Direction
Repeat exactly the lines from the line containing "the red cloth" through the last line of the records below, inclusive, and nothing else.

Records provided
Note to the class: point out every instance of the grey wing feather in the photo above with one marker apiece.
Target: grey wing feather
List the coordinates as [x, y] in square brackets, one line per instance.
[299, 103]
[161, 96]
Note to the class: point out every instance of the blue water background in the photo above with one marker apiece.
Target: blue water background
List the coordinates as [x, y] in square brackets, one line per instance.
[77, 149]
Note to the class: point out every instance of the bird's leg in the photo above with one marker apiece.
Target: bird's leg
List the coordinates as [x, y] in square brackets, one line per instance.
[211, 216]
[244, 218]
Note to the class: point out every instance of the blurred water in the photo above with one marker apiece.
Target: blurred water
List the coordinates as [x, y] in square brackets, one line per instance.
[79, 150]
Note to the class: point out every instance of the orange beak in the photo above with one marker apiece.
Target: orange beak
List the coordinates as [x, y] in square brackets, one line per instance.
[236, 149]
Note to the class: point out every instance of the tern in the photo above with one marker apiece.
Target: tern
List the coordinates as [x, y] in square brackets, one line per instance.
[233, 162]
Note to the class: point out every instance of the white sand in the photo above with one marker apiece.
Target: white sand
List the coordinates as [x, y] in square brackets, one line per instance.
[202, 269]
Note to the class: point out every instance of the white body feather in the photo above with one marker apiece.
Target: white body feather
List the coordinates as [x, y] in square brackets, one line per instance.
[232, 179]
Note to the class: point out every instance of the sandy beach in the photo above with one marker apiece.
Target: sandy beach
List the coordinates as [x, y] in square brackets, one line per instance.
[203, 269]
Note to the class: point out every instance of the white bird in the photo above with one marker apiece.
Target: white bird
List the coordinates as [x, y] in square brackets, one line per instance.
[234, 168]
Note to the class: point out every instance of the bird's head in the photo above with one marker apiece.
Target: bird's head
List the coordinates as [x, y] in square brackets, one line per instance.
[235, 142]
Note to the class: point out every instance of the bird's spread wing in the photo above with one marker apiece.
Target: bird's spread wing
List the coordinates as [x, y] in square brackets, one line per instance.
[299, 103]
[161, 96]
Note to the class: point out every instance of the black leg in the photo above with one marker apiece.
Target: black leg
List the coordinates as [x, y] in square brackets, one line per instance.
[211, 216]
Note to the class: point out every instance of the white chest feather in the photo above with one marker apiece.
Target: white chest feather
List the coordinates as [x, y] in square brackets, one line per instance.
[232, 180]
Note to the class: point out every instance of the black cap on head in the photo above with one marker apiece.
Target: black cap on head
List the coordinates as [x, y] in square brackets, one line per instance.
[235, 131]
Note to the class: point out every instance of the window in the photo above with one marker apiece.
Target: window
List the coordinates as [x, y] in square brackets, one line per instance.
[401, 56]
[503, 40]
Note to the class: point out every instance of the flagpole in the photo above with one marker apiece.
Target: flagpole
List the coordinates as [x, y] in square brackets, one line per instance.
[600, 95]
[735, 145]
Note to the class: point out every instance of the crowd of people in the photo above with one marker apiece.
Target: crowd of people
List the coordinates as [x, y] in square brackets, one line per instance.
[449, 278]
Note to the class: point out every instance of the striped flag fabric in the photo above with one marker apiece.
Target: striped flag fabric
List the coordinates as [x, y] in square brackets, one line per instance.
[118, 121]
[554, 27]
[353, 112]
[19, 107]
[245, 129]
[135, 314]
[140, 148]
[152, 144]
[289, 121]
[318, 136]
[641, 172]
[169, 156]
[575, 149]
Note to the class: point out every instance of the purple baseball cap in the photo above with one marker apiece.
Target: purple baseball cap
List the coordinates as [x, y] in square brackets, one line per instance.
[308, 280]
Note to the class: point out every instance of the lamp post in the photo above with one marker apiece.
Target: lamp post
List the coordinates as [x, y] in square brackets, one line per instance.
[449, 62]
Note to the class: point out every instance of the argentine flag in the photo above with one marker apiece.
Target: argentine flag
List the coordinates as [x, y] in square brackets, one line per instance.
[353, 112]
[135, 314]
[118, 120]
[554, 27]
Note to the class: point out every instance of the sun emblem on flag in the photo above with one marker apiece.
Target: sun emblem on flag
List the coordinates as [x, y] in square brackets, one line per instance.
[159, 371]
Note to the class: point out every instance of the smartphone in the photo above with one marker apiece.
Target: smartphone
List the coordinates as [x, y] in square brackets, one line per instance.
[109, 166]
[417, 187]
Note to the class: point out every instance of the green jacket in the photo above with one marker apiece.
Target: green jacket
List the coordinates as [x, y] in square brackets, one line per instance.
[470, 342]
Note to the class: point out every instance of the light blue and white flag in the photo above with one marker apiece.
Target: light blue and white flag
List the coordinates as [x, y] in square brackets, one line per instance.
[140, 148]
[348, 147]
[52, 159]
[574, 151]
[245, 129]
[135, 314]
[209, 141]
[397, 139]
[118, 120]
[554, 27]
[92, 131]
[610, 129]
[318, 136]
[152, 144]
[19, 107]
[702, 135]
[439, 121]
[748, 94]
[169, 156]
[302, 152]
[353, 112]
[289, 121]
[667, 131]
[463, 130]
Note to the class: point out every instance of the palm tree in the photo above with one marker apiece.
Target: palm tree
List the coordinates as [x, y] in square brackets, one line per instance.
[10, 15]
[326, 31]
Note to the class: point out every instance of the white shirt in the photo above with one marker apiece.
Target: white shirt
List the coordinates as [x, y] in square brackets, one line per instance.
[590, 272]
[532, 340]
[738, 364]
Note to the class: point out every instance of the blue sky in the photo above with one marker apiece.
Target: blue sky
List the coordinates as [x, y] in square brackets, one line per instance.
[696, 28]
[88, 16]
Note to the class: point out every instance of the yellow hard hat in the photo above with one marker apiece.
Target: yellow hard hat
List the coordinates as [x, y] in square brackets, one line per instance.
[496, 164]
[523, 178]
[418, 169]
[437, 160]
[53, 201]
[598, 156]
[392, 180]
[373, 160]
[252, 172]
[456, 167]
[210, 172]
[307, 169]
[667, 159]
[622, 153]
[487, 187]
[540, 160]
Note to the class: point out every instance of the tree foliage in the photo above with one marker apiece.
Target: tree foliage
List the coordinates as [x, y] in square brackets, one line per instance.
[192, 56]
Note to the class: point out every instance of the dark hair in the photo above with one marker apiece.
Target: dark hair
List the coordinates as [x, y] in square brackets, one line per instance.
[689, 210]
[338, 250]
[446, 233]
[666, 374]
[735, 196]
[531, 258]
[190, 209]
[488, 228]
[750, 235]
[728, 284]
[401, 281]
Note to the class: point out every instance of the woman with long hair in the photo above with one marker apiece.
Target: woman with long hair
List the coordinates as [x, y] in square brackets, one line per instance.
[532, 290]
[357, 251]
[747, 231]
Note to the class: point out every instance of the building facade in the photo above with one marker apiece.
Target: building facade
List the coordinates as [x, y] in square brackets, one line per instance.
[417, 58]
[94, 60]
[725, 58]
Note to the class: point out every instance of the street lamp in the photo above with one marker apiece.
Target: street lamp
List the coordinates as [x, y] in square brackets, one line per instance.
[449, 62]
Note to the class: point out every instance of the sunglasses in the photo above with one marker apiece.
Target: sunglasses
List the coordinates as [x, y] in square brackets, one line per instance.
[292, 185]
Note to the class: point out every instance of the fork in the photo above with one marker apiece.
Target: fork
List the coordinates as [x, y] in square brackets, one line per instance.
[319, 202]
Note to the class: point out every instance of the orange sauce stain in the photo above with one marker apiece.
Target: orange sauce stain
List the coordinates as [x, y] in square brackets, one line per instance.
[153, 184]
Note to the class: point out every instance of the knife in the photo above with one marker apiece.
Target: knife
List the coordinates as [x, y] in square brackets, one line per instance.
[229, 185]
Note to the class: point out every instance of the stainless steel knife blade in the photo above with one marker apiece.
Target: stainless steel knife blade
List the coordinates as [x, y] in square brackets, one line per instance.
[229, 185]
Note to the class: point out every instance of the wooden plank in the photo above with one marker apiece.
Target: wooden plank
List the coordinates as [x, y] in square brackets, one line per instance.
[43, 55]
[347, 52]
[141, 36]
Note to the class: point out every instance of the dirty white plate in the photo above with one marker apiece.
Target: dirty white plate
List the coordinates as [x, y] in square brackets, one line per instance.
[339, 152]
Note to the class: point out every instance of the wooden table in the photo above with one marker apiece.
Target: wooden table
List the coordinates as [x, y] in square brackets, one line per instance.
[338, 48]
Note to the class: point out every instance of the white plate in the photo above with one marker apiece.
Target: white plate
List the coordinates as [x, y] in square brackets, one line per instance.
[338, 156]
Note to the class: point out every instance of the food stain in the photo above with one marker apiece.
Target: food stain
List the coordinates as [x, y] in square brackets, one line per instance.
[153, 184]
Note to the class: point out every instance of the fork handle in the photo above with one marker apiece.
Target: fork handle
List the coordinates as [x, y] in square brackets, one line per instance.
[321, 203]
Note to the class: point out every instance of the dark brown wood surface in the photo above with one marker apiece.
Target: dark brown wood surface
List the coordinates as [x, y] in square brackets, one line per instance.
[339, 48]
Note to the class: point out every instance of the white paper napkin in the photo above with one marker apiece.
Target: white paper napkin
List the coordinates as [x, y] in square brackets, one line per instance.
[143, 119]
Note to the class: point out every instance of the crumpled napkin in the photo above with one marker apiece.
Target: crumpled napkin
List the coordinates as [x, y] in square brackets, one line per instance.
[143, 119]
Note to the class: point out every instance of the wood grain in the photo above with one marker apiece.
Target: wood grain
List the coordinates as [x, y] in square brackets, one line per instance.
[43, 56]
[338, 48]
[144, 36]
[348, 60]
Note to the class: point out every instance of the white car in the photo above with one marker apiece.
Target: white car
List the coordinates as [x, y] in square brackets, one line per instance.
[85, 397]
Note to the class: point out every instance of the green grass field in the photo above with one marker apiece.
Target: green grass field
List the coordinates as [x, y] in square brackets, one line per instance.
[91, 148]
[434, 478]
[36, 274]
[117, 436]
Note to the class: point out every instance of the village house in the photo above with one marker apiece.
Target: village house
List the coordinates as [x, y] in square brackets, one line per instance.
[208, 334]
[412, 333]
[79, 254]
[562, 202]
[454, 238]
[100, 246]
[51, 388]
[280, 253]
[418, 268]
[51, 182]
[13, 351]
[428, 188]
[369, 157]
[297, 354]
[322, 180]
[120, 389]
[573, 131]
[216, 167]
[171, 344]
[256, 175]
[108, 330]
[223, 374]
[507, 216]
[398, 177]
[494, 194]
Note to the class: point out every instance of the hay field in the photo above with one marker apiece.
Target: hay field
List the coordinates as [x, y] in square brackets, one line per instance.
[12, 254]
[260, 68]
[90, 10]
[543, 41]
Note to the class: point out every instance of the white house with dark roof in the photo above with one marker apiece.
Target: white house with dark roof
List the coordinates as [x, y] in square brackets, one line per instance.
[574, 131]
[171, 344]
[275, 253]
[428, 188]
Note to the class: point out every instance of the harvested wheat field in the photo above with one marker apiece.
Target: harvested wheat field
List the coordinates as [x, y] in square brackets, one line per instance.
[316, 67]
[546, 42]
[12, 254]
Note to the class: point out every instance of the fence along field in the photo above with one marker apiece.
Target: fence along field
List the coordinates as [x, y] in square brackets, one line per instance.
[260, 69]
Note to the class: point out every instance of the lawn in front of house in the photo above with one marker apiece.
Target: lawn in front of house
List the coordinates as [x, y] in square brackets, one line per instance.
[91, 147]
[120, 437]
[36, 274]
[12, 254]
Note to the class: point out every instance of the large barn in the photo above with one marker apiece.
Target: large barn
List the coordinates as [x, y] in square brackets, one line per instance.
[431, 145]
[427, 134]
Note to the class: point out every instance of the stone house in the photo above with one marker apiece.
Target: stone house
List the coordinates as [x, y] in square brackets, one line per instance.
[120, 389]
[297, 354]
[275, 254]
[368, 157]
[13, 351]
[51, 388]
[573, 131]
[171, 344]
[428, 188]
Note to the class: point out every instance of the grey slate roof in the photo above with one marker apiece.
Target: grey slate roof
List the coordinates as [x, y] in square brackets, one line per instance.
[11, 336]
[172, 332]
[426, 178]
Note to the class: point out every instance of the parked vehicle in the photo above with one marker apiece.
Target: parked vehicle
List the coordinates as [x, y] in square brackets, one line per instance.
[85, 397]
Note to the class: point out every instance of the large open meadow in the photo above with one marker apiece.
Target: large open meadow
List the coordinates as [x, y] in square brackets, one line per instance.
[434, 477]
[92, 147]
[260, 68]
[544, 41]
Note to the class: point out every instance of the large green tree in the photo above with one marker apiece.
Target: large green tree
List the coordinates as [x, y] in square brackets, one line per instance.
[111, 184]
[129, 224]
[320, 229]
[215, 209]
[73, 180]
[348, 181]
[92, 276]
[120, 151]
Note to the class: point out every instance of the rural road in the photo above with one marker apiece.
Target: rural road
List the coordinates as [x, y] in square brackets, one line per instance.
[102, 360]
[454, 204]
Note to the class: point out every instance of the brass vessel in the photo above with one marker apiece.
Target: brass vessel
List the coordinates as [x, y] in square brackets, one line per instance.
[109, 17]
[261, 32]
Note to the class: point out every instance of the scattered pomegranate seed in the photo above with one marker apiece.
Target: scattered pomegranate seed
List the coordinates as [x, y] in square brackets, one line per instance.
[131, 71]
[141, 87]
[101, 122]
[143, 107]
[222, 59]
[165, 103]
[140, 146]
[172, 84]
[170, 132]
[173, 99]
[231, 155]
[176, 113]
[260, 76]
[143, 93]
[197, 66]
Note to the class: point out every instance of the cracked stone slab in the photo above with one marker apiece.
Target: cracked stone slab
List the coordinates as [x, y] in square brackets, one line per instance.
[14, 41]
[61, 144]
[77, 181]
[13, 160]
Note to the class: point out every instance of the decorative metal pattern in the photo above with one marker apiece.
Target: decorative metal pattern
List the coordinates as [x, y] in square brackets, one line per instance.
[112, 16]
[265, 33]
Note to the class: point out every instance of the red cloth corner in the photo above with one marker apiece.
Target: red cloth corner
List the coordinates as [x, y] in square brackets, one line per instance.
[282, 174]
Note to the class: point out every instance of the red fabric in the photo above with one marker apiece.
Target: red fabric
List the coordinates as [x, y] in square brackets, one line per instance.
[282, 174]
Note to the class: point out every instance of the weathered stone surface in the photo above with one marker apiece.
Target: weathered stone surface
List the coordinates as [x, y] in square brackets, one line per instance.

Result of the task
Note to the class: point out every instance of the red cloth corner in the photo above with one marker apiece.
Target: red cloth corner
List the coordinates as [x, y] in square brackets, one line per instance.
[282, 174]
Note to the class: point out every instance of the red fabric in the photo above with one marker apiece.
Target: red fabric
List the coordinates as [x, y] in square brackets, one line per instance.
[282, 174]
Note to the class: point out every instance of the weathered stone surface in the photo above with one marker apiece.
Target: weathered stone surface
List the coordinates as [x, y] in square brackets, one line per instance.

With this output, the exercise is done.